>> BEGIN Information supplied

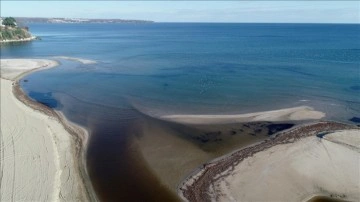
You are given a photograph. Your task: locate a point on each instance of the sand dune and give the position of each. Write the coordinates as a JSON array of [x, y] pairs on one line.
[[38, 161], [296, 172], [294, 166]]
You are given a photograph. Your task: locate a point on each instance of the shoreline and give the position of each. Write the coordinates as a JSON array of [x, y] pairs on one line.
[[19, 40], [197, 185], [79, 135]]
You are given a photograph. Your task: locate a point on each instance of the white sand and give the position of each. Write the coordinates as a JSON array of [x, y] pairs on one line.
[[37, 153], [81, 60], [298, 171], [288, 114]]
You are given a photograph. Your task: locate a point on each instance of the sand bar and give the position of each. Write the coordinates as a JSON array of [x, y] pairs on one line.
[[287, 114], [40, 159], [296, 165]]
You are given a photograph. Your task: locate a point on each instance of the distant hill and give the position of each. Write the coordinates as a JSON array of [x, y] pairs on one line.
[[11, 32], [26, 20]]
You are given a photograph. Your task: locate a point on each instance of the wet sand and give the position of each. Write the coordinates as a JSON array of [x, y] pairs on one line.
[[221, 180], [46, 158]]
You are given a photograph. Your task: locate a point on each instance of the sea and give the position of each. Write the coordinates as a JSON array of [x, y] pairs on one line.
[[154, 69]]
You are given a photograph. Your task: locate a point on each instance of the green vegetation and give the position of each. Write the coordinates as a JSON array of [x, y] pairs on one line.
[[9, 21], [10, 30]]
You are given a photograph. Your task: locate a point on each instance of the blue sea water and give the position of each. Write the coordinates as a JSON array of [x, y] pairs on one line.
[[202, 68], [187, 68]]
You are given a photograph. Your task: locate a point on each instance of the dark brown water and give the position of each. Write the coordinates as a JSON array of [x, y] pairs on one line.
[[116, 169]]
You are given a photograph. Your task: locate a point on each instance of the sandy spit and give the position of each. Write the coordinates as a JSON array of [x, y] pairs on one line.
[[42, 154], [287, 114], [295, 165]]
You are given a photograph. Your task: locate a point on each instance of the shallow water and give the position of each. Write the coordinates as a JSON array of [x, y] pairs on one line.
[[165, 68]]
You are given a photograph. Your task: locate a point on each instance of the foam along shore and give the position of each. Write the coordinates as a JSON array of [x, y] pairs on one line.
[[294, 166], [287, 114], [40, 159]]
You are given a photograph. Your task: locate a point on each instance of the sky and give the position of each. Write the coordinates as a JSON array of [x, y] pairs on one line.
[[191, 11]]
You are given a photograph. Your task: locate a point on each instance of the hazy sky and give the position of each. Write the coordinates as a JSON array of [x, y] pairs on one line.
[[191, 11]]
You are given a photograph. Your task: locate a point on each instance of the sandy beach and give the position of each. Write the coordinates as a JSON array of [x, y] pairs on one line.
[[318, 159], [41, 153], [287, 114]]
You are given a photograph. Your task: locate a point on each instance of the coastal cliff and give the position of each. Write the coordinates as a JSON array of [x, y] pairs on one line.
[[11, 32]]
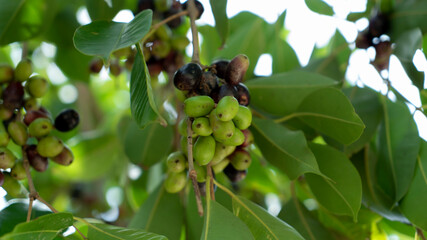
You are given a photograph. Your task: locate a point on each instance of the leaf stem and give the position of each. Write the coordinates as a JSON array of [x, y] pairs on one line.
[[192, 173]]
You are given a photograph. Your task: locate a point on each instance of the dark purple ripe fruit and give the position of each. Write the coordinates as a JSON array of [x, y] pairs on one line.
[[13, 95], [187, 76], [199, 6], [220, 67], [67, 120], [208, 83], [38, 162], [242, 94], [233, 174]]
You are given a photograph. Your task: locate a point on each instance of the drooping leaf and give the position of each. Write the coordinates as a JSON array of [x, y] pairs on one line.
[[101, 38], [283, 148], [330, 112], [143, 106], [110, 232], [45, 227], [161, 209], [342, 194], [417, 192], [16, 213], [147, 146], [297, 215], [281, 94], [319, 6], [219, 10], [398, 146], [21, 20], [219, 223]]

>> END Information supplied
>> BEGIN Information supplied

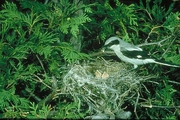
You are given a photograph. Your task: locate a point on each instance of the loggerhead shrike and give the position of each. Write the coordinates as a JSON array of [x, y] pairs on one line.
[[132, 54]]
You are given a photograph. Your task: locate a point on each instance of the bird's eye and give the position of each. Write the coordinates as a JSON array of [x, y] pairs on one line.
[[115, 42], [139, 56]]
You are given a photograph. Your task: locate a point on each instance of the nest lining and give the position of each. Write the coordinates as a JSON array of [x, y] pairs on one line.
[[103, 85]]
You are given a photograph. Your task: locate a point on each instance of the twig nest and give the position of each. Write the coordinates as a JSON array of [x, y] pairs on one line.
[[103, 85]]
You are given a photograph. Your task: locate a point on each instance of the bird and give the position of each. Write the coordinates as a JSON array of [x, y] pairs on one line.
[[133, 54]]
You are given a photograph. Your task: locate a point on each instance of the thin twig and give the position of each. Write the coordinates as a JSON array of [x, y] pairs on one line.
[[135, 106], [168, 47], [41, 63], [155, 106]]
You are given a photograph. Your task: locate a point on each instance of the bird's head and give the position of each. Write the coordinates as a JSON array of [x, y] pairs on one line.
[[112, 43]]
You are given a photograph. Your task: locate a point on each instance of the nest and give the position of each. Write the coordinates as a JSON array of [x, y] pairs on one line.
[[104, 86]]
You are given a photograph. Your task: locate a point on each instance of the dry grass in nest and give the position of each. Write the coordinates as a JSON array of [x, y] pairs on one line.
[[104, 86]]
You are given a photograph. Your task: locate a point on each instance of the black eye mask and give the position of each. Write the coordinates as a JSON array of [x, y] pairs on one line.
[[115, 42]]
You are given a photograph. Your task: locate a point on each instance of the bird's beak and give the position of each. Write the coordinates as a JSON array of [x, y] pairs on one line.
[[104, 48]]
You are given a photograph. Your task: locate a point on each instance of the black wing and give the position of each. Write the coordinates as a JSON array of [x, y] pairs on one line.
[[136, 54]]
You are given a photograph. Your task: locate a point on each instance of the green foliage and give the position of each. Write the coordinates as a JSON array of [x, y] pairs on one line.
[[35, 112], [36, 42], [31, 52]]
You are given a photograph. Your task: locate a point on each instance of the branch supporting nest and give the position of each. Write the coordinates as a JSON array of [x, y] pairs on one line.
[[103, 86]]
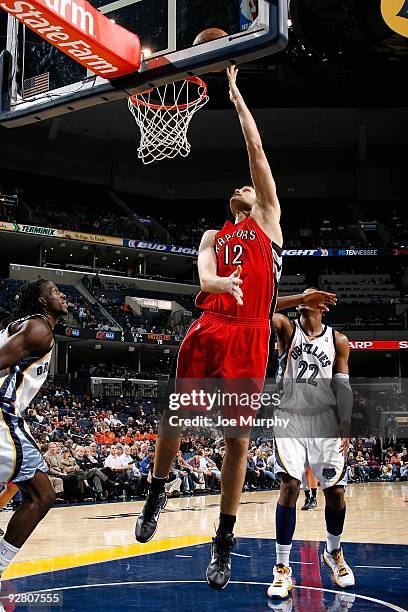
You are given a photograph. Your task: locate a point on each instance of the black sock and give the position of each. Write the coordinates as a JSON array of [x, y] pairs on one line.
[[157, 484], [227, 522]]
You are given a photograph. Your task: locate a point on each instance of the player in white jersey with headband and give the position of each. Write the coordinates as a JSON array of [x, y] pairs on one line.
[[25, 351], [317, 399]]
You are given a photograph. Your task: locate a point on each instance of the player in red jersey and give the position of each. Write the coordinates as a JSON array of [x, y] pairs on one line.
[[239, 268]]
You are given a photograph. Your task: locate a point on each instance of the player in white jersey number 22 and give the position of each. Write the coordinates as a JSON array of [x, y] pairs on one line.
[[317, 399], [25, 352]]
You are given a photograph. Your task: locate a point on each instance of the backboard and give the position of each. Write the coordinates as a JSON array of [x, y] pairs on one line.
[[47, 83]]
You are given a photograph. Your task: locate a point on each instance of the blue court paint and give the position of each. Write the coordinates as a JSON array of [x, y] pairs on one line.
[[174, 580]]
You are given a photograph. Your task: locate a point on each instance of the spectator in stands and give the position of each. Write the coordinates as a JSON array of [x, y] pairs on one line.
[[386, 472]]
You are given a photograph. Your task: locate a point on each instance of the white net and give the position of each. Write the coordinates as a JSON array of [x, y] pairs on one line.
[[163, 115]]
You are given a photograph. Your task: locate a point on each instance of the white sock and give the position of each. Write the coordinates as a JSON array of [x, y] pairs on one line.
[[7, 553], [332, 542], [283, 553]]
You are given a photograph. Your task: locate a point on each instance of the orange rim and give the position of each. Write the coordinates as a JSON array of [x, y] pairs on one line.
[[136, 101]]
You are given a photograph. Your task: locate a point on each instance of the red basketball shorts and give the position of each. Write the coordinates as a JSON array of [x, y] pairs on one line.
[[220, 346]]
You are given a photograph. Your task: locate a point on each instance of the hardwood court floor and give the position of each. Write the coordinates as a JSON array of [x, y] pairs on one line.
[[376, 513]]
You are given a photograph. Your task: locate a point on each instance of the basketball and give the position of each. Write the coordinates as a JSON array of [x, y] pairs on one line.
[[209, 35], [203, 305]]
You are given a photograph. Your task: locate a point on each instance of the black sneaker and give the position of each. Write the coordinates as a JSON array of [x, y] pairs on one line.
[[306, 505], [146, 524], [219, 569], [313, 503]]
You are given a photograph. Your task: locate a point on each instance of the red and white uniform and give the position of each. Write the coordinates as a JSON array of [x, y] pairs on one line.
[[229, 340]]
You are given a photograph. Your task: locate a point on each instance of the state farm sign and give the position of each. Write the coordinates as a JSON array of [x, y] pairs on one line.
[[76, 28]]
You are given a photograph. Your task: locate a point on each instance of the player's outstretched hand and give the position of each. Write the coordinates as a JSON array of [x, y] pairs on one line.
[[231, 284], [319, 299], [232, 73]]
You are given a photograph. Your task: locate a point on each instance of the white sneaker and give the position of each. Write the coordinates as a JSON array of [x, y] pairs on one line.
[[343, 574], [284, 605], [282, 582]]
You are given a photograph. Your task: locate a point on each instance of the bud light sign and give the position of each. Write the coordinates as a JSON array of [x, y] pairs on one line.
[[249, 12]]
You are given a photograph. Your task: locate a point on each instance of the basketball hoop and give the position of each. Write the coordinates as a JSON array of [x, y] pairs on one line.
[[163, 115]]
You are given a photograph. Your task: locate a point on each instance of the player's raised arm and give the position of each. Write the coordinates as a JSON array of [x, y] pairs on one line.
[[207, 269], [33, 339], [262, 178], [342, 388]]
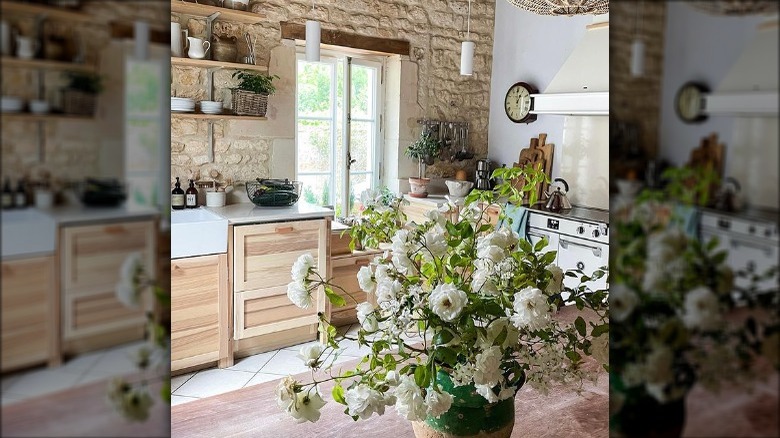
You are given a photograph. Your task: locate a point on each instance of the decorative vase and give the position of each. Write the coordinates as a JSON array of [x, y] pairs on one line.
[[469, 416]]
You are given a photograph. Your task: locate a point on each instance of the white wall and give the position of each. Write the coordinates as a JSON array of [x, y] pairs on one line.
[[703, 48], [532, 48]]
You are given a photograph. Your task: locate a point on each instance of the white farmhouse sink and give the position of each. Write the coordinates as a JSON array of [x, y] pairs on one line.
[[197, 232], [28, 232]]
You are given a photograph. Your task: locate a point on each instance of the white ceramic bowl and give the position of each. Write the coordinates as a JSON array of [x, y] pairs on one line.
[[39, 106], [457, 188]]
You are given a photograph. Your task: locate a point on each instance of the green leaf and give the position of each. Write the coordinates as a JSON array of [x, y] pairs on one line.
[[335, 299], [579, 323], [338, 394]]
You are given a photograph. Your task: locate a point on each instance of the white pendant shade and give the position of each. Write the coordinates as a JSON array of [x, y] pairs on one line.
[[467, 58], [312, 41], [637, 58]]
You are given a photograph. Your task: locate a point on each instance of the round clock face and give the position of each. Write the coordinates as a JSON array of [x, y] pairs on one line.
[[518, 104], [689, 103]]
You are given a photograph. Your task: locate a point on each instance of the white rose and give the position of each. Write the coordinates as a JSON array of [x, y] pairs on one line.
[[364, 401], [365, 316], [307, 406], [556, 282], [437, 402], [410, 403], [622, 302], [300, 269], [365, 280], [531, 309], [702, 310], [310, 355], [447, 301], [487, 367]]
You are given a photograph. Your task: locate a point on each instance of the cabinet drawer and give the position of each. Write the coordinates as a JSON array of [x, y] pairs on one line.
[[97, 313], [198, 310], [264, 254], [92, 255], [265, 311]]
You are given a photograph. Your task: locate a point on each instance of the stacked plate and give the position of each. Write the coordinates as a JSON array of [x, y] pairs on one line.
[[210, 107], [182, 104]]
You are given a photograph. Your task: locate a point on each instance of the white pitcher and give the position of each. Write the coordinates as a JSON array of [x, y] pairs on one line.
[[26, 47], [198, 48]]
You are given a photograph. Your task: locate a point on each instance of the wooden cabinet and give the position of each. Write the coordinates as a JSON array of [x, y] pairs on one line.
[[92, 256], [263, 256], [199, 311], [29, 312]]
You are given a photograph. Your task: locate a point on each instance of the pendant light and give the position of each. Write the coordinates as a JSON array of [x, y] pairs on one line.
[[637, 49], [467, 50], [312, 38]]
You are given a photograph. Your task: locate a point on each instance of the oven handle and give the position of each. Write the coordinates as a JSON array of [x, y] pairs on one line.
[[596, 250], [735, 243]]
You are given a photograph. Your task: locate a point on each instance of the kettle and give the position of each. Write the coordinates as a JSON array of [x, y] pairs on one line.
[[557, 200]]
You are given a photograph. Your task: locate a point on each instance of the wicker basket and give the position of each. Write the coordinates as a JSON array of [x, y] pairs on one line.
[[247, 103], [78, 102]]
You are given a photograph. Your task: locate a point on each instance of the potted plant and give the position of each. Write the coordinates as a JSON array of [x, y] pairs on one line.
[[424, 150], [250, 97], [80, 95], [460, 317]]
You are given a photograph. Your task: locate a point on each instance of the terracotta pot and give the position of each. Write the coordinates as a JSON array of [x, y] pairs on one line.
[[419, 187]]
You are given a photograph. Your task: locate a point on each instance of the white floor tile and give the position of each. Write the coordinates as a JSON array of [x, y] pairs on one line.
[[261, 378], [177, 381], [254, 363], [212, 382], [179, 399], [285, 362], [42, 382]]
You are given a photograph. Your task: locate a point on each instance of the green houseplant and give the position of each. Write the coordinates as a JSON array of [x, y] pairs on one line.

>> END Information supplied
>> BEGIN Information supplied

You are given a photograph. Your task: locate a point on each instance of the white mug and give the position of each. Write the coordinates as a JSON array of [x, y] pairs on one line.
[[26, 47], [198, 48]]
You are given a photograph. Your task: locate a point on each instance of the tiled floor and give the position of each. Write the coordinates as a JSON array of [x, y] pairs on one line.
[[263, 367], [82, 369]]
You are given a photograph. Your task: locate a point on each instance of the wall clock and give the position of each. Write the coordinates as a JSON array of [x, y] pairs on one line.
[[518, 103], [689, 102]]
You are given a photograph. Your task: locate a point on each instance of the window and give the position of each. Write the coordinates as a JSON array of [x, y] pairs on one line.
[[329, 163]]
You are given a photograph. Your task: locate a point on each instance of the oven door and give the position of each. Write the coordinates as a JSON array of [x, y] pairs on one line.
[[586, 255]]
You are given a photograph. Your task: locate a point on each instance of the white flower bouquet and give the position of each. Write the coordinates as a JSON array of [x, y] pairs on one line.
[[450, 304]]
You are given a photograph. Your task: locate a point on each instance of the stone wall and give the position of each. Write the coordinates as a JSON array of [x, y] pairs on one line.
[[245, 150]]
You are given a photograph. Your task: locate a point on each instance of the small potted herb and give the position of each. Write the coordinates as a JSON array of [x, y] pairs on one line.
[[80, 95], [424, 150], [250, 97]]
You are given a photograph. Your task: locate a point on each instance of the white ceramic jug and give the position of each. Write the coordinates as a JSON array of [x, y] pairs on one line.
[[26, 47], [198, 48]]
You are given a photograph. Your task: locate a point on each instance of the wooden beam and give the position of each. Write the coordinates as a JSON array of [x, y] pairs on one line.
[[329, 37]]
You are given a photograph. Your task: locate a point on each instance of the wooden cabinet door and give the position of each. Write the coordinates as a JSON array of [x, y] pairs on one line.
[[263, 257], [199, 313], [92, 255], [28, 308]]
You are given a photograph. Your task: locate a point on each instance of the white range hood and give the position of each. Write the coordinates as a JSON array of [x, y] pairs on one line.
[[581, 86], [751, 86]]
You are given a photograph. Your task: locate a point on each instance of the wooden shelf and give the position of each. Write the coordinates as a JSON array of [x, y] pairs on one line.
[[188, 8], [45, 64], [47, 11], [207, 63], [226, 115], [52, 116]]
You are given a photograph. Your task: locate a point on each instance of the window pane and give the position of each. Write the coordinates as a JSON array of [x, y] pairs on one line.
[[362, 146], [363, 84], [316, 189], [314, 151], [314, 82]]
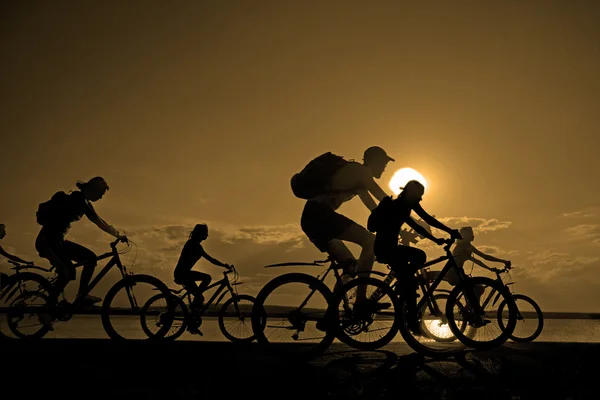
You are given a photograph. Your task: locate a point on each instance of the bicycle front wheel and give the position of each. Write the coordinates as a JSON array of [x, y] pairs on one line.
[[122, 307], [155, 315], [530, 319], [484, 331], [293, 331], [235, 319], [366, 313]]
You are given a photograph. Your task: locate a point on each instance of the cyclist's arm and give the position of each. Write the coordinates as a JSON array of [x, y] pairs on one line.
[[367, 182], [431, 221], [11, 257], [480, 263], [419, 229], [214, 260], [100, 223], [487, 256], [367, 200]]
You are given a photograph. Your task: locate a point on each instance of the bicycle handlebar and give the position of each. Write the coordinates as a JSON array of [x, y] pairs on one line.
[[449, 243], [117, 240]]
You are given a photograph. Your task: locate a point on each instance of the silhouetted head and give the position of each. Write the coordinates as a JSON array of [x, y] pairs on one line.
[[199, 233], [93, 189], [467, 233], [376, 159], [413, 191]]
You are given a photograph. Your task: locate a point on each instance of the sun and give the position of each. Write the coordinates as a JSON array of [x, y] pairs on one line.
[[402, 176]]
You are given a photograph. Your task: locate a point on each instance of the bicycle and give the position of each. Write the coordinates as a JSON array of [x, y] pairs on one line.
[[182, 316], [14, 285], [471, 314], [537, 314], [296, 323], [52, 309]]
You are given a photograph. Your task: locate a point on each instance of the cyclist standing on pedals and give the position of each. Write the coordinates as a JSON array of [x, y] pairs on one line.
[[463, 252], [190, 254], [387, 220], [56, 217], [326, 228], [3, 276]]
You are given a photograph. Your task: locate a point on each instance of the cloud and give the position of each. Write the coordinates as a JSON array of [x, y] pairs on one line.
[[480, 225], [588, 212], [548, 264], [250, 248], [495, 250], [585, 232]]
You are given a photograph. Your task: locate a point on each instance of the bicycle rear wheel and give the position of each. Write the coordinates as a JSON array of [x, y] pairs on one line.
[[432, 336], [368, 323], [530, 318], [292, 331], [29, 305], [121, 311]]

>> END Information supplied

## Required task
Render the items above as a JSON list of strings, one string per line, covering everything from the line that contains "the sand dune" down to the line that contains "[[19, 40], [197, 185], [79, 135]]", with both of those lines included and blank lines left out.

## Output
[
  "You are given a photograph. Your task: locate a point on each instance of the sand dune and give the position of each. Write the coordinates as a JSON array of [x, y] pairs on one line.",
  "[[38, 161], [296, 172], [294, 166]]",
  "You are given a photograph. Your task: locate a point on each instance of the shoreline and give the position of each. Write the coordinates as a JSON array of [x, y] pairs on one line.",
  "[[19, 40], [197, 185], [79, 135]]"
]